## begin Text

You got hosed Tommy, you got hosed... Part II

January 31st, 2008 at 11:22 am

Big government/small government, who cares?
This is just jargon politicians like to throw around. What we really need to do is to reduce our national debt. The national debt is not just a huge negative number. It's something that affects each tax payer every year. Whenever, around this time of the year, the white house publishes its discretionary budget there's a huge glaring piece of the pie in the expenses chart. It says *Interest on debt* and it's a greater than a Quarter Trillion dollar slice of pie. Ok, so that's a large number, but realistically, that's about $1000 per tax payer. So you'd probably think I'm p***ed that $1000 of my tax money goes into a black hole (technically not, but it might as well...). You're right, it's not something that makes me excited. However, the WORST part of it is that our national debt keeps on growing, that we do not feel the responsibility to reduce it to say... 2% of our GDP or something manageable like that. So, what would it take to reduce it to 2% of our GDP. Well, I'm no 'get out of debt' expert, but say we get a quarter trillion dollar surplus each year from now on, It would take close to 40 years to get out of debt, or maybe 35 years to make our debt more manageable. But a 250,000,000,000 surplus is a pipe dream. In reality, maybe 100 years is a more realistic goal. So in all reality, our children AND grand children WILL be paying for our irresponsible behavior. So, government, if you are listening, here are some suggestions on how to get a budget surplus:

Increase revenues, decrease spending (NO S***!)

Decrease DoD spending by 30% from $481.4B to $300B -> Save $161B!
Finish up this 'War on Terror' from $145B to $0 -> Save $145B!
Cut all other spending by 5% ->Save $100B
for a total spending cut of $406 Billion

Have Bill Gates donate 25% of his assets -> Receive $10B extra
Tax executive stock compensation at 50%
-> Receive $10B extra
Raise taxes by 1% -> Receive $12B extra
...Ok, so it seems really hard to increase income without radically increasing taxes. I'm not against increasing taxes for the super rich, for those with incomes higher than 500,000, but then again, I'm not super rich, so that's easy for me to say.

## end Text
## begin Data section

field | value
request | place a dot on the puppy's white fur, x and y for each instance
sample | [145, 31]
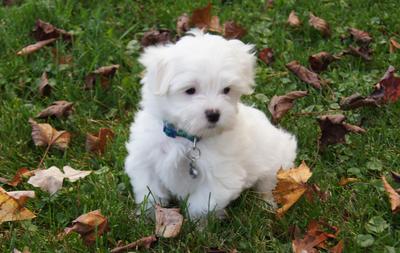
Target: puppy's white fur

## end Data section

▸ **Written exercise**
Return the stretch of the national debt text from "Cut all other" through "for me to say.", copied word for word. Work only from the text about the national debt; the data plays no part.

▸ **Exercise output**
Cut all other spending by 5% ->Save $100B
for a total spending cut of $406 Billion

Have Bill Gates donate 25% of his assets -> Receive $10B extra
Tax executive stock compensation at 50%
-> Receive $10B extra
Raise taxes by 1% -> Receive $12B extra
...Ok, so it seems really hard to increase income without radically increasing taxes. I'm not against increasing taxes for the super rich, for those with incomes higher than 500,000, but then again, I'm not super rich, so that's easy for me to say.